Given task A: Which lines in the records contain the word "wall"? Return each of those lines in full.

Passage shown:
>> START
AWS SQS vs EventBridge vs Kinesis: How to Pick the Right Messaging Service

Every AWS project hits this wall eventually. You need to decouple two services, and suddenly you’re staring at the console with three options that all vaguely promise "reliable messaging." SQS, EventBridge, Kinesis — pick one.

If you pick wrong, you’ll feel it months later: events disappearing, costs exploding, consumers fighting over messages, or a stream that can’t handle your data volume. This article cuts through the AWS marketing speak and gives you the actual decision criteria engineers use in production.

The Mental Model First

Before touching any config, understand what category each service falls into:

  • SQS is a queue. Something produces a message, something else consumes it. One message, one consumer. Work distribution.
  • EventBridge is a pub/sub event bus. One event can fan out to many targets. It’s a router, not a queue.
  • Kinesis is a log. Messages are ordered, retained, and can be replayed. Multiple consumers read independently from the same stream.

These are fundamentally different primitives. Choosing between them isn’t about features — it’s about which data model fits your problem.

AWS SQS: The Workhorse

SQS is the oldest of the three and remains the most commonly misused. It does one thing well: task distribution. You have work, you have workers, SQS makes sure every unit of work gets processed exactly once (with caveats — more on that below).

When SQS is the right call:

  • Offloading background jobs from a web server (image resizing, email sending, PDF generation)
  • Distributing tasks across a fleet of Lambda functions or EC2 workers
  • Buffering writes before hitting a rate-limited downstream API
  • Decoupling microservices where one service triggers a specific action in another

Standard vs FIFO — and why you should care:

Standard queues give you at-least-once delivery and best-effort ordering. FIFO gives you exactly-once processing and strict ordering within a message group — at roughly half the throughput (3,000 messages/second with batching vs. nearly unlimited for Standard).

Most teams default to Standard and then panic when they see duplicate processing. If your consumer isn’t idempotent, you will process messages more than once. Full stop. Build idempotent consumers or switch to FIFO.

Dead Letter Queues are not optional:

Set a DLQ on every SQS queue. Set maxReceiveCount to 3–5, not 1 and not 10. When a message hits the DLQ, you need an alert and a runbook. Messages that sit in a DLQ silently are bugs you don’t know about.

{
  "QueueName": "order-processing",
  "Attributes": {
    "VisibilityTimeout": "300",
    "MessageRetentionPeriod": "86400",
    "RedrivePolicy": "{\"deadLetterTargetArn\":\"arn:aws:sqs:us-east-1:123456789:order-processing-dlq\",\"maxReceiveCount\":\"5\"}"
>> END
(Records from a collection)
>> START
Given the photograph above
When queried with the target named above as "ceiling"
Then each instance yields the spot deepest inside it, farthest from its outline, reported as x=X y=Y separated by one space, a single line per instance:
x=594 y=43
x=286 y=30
>> END
>> START
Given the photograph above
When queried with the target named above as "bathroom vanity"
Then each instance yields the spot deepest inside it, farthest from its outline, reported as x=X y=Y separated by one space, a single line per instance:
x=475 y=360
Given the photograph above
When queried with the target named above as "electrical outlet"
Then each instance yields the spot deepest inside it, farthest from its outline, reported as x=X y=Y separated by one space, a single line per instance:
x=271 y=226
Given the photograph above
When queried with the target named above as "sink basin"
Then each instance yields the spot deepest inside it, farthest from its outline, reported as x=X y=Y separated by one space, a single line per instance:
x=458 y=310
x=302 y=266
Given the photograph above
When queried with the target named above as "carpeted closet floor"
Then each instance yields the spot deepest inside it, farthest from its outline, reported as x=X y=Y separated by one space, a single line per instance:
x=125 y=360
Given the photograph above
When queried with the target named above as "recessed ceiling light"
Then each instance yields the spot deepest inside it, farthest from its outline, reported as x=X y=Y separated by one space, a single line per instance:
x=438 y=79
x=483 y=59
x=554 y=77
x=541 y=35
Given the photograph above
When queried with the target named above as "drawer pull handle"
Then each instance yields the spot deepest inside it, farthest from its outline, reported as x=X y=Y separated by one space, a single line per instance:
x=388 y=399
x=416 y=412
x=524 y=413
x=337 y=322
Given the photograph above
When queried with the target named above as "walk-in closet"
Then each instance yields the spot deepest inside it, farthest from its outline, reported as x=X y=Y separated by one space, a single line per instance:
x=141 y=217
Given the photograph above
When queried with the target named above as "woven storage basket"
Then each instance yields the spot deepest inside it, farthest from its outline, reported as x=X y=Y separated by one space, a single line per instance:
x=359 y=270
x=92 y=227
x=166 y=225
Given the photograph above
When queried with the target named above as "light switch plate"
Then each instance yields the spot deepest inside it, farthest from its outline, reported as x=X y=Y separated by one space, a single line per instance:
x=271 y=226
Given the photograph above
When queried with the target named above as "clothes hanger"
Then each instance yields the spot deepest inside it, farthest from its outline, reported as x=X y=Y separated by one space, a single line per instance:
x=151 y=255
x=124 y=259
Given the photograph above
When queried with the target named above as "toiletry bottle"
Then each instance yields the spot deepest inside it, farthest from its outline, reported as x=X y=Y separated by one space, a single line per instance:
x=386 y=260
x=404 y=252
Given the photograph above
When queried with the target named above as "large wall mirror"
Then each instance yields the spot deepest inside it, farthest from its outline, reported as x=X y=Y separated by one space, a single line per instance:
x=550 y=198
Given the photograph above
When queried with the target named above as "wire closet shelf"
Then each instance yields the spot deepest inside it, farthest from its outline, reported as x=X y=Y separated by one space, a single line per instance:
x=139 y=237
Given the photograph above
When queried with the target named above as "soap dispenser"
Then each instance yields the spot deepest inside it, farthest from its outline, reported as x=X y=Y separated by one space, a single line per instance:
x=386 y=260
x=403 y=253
>> END
>> START
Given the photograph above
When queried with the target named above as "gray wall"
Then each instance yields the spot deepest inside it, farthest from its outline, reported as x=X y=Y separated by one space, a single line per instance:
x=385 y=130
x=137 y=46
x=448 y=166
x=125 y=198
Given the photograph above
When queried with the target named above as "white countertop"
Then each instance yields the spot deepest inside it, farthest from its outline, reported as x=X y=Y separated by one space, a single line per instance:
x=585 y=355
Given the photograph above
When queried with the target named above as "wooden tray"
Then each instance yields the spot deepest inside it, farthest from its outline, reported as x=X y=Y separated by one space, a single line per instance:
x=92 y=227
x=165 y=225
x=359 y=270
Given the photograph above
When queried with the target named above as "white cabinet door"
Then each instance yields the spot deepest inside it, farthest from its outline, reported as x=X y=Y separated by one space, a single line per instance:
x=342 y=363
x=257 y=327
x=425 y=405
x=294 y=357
>> END
Given task B: In the AWS messaging-service article, what situations are listed as the right call for SQS?

Full response A:
When queried with the target named above as "large wall mirror"
When queried with the target named above as "gray wall"

Full response B:
- Offloading background jobs from a web server (image resizing, email sending, PDF generation)
- Distributing tasks across a fleet of Lambda functions or EC2 workers
- Buffering writes before hitting a rate-limited downstream API
- Decoupling microservices where one service triggers a specific action in another